This document relates to Chainguard Enforce, which you will need access to in order to follow along. You can request access through selecting Chainguard Enforce on our inquiry form.
Chainguard Enforce currently offers login and authentication through three different OpenID Connect identity providers: Google, GitHub, and GitLab. OpenID Connect (OIDC) provides an identity layer on top of the OAuth 2.0 protocol, and it is integrated with both the Chainguard Enforce Console web browser interface and chainctl on the command line. This document will walk through both of these workflows.
Once you have access to Chainguard Enforce, you can navigate a web browser to console.enforce.dev. A sign in page will be displayed, similar to the one below.
From here, you have three options to authenticate in to the Console via one of the following OIDC providers:
To authenticate with Google (including through a Google-based email), click the Google button, and then select the specific Google account you would like to use to log in to chainguard.dev. Note that you may need to log in to your Google account.
From here, you’ll sign in to Chainguard Enforce through Google, and will then be brought to the Enforce Console homepage.

■ EXTRACTED RECORDS:
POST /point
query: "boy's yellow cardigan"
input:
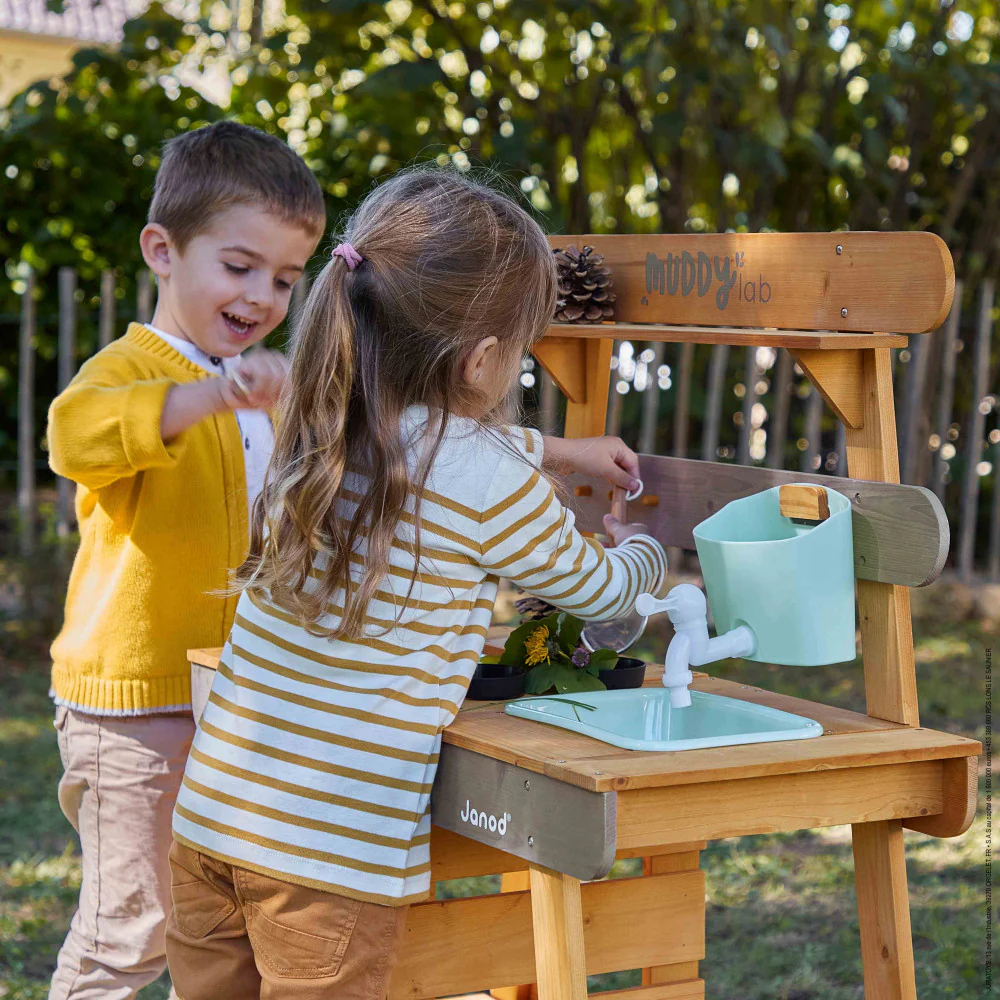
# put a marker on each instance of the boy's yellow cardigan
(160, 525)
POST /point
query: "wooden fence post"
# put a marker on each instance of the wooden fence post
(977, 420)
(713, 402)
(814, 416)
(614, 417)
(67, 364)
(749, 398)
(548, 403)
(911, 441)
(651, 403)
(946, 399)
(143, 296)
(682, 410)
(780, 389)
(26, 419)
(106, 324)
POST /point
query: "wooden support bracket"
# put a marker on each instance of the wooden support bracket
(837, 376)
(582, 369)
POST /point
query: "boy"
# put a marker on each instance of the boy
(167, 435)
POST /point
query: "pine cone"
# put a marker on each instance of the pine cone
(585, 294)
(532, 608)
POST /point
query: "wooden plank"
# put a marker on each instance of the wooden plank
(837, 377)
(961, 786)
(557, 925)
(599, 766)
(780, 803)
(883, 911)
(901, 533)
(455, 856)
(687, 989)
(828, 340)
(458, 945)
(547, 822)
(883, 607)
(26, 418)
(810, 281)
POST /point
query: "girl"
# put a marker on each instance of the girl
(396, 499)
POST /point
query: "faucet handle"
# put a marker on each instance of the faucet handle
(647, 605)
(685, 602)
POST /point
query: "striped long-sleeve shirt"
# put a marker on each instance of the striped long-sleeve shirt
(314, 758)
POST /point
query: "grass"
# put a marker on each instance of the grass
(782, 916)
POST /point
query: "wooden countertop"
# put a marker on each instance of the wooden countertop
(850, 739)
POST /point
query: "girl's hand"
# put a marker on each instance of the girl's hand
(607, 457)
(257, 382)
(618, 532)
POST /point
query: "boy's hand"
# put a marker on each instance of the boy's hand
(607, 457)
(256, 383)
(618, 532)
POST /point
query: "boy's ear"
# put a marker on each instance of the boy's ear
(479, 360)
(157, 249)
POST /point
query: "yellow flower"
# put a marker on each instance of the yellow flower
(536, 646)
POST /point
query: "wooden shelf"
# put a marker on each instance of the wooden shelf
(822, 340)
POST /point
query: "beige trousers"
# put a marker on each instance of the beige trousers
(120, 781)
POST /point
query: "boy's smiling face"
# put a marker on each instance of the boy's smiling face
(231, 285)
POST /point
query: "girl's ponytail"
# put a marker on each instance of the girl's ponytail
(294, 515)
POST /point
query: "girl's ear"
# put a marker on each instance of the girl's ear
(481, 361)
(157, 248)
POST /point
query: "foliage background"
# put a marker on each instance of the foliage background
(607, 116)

* * *

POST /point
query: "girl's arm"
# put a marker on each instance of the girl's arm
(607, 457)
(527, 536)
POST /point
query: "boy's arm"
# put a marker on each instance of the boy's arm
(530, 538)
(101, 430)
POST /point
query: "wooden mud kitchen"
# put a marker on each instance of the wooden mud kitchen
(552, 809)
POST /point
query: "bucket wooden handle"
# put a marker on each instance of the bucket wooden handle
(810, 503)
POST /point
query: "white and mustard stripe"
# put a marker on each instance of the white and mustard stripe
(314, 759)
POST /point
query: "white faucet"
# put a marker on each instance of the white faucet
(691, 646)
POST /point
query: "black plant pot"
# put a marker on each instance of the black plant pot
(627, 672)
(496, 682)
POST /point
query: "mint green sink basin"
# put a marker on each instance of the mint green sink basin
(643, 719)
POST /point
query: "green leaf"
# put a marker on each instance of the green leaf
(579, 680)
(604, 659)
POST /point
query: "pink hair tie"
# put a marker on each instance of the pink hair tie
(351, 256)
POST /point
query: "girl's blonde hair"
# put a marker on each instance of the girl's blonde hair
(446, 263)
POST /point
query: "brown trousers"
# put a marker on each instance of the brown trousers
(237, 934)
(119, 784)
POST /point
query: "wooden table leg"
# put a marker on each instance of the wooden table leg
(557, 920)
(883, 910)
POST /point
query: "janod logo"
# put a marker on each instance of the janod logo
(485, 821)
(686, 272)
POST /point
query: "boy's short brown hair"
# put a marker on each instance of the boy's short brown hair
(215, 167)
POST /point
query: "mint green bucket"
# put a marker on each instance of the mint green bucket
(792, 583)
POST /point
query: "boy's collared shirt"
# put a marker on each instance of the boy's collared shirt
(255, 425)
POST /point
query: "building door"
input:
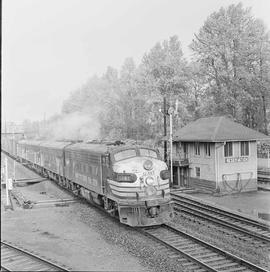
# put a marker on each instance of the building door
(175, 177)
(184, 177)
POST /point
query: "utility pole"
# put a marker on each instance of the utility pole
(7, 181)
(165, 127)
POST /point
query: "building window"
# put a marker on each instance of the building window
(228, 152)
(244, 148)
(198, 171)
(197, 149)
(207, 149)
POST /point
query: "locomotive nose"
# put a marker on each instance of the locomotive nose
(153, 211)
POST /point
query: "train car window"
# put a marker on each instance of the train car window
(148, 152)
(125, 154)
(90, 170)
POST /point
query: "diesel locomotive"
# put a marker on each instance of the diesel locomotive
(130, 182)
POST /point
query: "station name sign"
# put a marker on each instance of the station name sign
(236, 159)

==

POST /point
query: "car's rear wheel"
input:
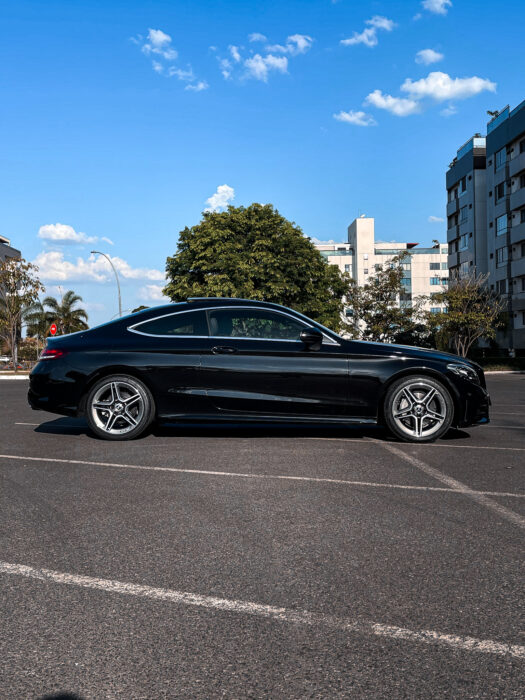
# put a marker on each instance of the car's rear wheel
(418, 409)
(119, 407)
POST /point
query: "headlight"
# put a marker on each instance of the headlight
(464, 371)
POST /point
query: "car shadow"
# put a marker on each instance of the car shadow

■ EXERCISE INSTRUCTIONS:
(A) Answer these questions about the Chainguard Enforce login guide:
(i) Which three OpenID Connect identity providers does Chainguard Enforce offer for login?
(ii) What address should a web browser be pointed to in order to reach the sign in page?
(iii) Where are you taken after signing in through Google?
(B) Sum up the Chainguard Enforce login guide in two sentences.

■ THE RESULTS:
(A)
(i) Google, GitHub, and GitLab.
(ii) console.enforce.dev
(iii) The Enforce Console homepage.

(B) Chainguard Enforce provides login through three OpenID Connect identity providers, Google, GitHub, and GitLab, and this works with both the Console web interface and chainctl on the command line. To sign in with Google, go to console.enforce.dev, click the Google button, and choose your Google account, after which you arrive at the Enforce Console homepage.